Aim of the exercise :: Reproduce the lines of the material below word for word, starting at the line that contains "# point at: station" and ending at the final line of the material.

Extracted data ::
++++

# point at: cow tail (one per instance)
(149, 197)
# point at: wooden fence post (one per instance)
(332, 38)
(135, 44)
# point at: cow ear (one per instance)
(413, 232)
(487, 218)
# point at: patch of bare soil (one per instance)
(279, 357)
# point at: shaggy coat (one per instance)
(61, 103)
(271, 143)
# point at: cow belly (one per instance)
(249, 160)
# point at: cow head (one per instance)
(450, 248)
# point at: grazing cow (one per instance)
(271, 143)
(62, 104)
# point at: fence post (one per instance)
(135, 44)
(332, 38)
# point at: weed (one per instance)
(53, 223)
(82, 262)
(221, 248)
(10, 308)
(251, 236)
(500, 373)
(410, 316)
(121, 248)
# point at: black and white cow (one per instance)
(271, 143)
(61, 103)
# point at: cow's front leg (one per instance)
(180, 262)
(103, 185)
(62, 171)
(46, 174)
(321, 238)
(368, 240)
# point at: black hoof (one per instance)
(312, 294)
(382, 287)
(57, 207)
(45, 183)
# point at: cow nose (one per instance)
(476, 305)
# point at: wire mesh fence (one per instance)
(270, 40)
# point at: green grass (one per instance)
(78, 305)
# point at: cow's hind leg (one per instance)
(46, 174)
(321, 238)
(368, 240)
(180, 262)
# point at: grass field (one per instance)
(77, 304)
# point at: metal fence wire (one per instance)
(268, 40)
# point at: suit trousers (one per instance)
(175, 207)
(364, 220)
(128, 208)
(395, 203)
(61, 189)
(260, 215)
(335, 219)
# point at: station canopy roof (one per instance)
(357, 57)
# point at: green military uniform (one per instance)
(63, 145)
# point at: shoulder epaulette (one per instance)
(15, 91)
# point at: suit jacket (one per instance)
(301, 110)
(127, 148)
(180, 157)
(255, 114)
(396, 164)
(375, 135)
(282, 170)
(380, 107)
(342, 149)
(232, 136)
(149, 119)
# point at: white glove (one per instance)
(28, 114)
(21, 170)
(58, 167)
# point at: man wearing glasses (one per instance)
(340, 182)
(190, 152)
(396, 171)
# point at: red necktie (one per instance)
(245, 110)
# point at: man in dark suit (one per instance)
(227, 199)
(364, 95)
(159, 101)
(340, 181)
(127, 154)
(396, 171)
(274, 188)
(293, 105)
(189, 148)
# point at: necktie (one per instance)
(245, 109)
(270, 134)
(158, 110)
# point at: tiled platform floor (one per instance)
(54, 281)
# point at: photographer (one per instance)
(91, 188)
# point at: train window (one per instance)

++++

Exercise response ::
# point at: station canopy roof (one per instance)
(357, 57)
# point at: green military uniform (one per instance)
(63, 145)
# point at: shoulder epaulette (one per instance)
(15, 91)
# point at: suit jacket (one per instance)
(301, 110)
(127, 148)
(180, 157)
(255, 114)
(396, 164)
(375, 135)
(282, 170)
(380, 107)
(342, 149)
(232, 136)
(149, 119)
# point at: white glove (one per instance)
(28, 114)
(21, 170)
(58, 167)
# point at: man wearing glasses (one per instance)
(340, 182)
(190, 152)
(396, 171)
# point at: red necktie (one per instance)
(245, 110)
# point at: man in dark suit (one per instance)
(227, 199)
(364, 95)
(159, 101)
(340, 181)
(127, 154)
(396, 171)
(274, 188)
(293, 105)
(189, 148)
# point at: necktie (one per instance)
(245, 109)
(270, 134)
(158, 110)
# point at: tiled platform floor (one per instance)
(54, 281)
# point at: photographer (one per instance)
(91, 188)
# point at: train window (one per instance)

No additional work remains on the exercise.